U.S. Department of Education Responsive Website Design
Project Overview
The Problem
The main navigation doesn’t have the second items, and a lot of important links (navigation) place below the fold. So users need to scroll down the long page to find the information, and it make users confused about where they are on the page.
The Solution
The primary navigation needs to be redesigned and restructured to help users find information functionality and fast. We could consider the mega menu to collapse a lot of links and shorten the long page.
Research & Analysis
Usability Heuristic Annotations & Color Accessibility
Usability Testing Plan
1. Objective
The objective of this testing is to find problems and errors in 2 task flows that need correcting on the Ed.gov website.
We are hoping to learn what works well and what does not work well for users on this website.
2. Target Users
Target users are college/university students or their parents, looking for information on financial aid for college.
3. Questions You Want to Be Answered
We need to learn about how well the website organization does or does not help users accomplish a task on the website.
We need to understand specifically what on the website helps or confuses users.
We need to learn about whether users can accomplish their task on the website.
Task 1: Locate a grant you can apply for to help pay for school.
Task 2: Locate an opportunity to have your student loans forgiven.
Task 3: Identify and Describe Pages
Usability Testing Analysis
Prioritization Matrix
Mention Frequency Key
Recommendations Based on User Test Feedback
Give structure to organization
Make sure levels of importance are clear
Keep fat footer
Fix known broken links
Keep search bar at top
Keep logo as home link
Place mission statement above fold
Create nesting/drop down menu
Align URL with content
Update overall look
Information Architecture and Navigation
Heuristic Evaluation
Navigation Usability Testing Notes
Too many clickable links(navigation) on the one page; it forces users read all of them in search for the information. It makes them frustrating, as it takes their time.

**Available data**
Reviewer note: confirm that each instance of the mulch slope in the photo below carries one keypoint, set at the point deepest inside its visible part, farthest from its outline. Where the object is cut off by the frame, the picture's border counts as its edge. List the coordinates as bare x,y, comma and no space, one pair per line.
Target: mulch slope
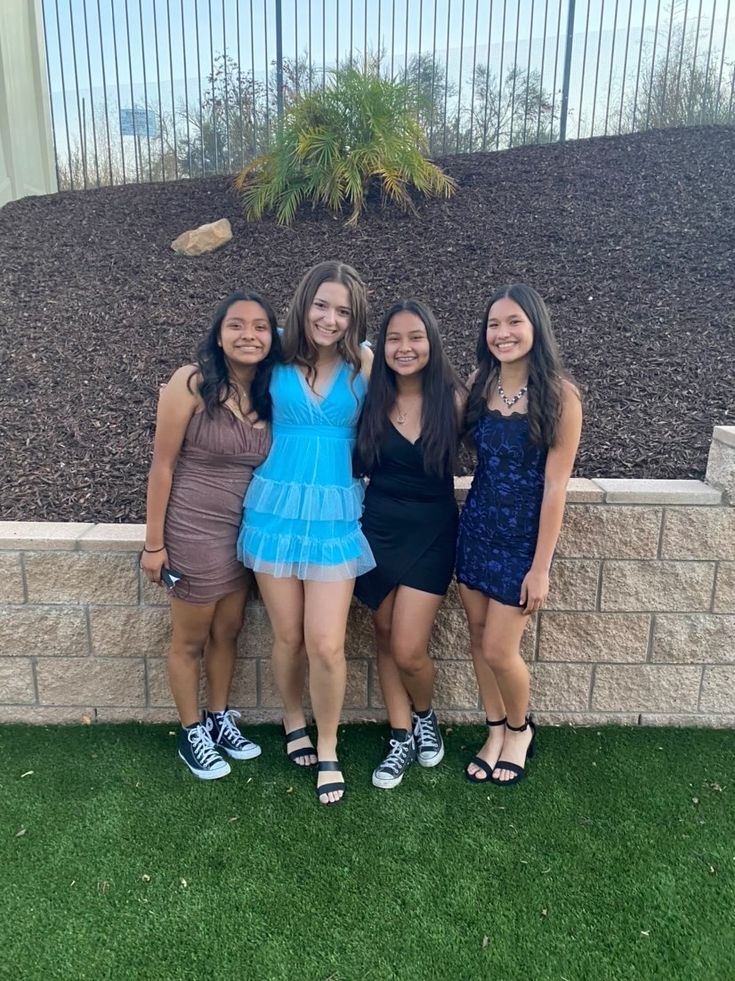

**What the exercise asks**
List each numbered task in the usability testing plan of the Ed.gov redesign text.

**The result**
- Task 1: Locate a grant you can apply for to help pay for school.
- Task 2: Locate an opportunity to have your student loans forgiven.
- Task 3: Identify and Describe Pages